Text to read.

>> Begin

3. Frank Ocean – channel ORANGE

There is little doubt in my mind that Frank Ocean is the future of urban and pop-music. I am also decidedly OK with that. After an early mixtape in 2011, the phenomenal Nostalgia, ultra, and tabloid fodder regarding his open sexuality, Ocean, whose birth name is Christopher Breaux, emerged from the hype with the meticulously-crafted channel Orange. The album is meant to transcend boundaries and identities, and it does. At first listen, it can come off as simply a strong debut from a pop singer. You can feel the teeth-sharpening Ocean has done while ghostwriting for such artists as Justin Bieber and John Legend. However, upon repeat listening, one can begin to recognize channel Orange as a much stronger statement; not just on Ocean’s pop sensibility but on America’s. The fact that a song as cloyingly sweet as “Thinkin’ Bout You” can slide into play on urban radio stations next to Rick Ross and Meek Mills, while still being a sing-along favorite for soccer moms, is both impressive and intelligent. This eclectic, constantly-shifting mix of pop ideas is so deftly, almost nonchalantly, executed that by the time you realize you’re listening to a John Mayer guitar solo over gloomy, ambient synths at the end of “Pyramids” it’s almost too late. From start to finish, Frank Ocean plays to our comfort zone while periodically throwing in ideas you would not expect. A delight to listen to as well as to discern, channel ORANGE is an unexpected pop pleasure.

2. Flying Lotus – Until the Quiet Comes



This album represents a musical and intellectual quandary to many people. A traditionally hip-hop/electronic producer strips down his digital cacophony with (get this) live musicians. Steve Ellison (a.k.a. Flying Lotus) has embraced his heritage. He is the great nephew of Alice and John Coltrane. After releasing three albums to increasing critical acclaim he arrives with the wonderfully understated Until the Quiet Comes. It is, in essence, an electronic jazz album, but before you write it off as overly experimental, just put it on and let it take you for a ride. The way in which Ellison can synthesize so many disparate elements (African percussion, free jazz, West Coast hip-hop etc.) into a cohesive sonic journey is a wonder to behold. The influence of fellow Brainfeeder Collective member, Thundercat is clearly discernable in the strong bass lines and psychedelic milieu. The use of live set musicians, as opposed to exclusively digital instrumentation, further expands Ellison’s current trajectory. Nothing here seems forced.  And despite existing in a clear and heady intellectual space, there is something discernibly intimate and personal about this album. You really feel as though Ellison has found his “quiet” place where all his musical ideas can flow organically and take shape on their own.

>> End

Provided material.
>> Begin

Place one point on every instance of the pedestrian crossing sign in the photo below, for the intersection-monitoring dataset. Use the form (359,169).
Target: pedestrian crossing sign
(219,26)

>> End

Set tasks.
- A) Answer these from the album reviews:
(i) What is Frank Ocean's birth name?
(ii) Steve Ellison is the great nephew of which two people?
(iii) Which song ends with a John Mayer guitar solo over gloomy, ambient synths?
- B) List every musician named in the channel ORANGE part of the album reviews, other than Frank Ocean himself.
- C) In the album reviews, rewrite the paragraph beginning "This album represents a musical and intellectual quandary" as a short list of its main points.
The data come from a source other than the album reviews.

Solutions to the exercise.
- A)
(i) Christopher Breaux
(ii) Alice and John Coltrane
(iii) "Pyramids"

- B) Justin Bieber, John Legend, Rick Ross, Meek Mills, John Mayer

- C)
- Steve Ellison (Flying Lotus), a traditionally hip-hop/electronic producer, strips down his digital sound with live musicians on Until the Quiet Comes.
- He is the great nephew of Alice and John Coltrane and has embraced that heritage.
- The album follows three earlier albums that drew increasing critical acclaim.
- It is essentially an electronic jazz album that blends African percussion, free jazz and West Coast hip-hop into a cohesive whole.
- The strong bass lines and psychedelic feel show the influence of Thundercat, a fellow Brainfeeder Collective member.
- Nothing feels forced, and despite its heady intellectual space, the album feels intimate and personal, as if Ellison has found his "quiet" place.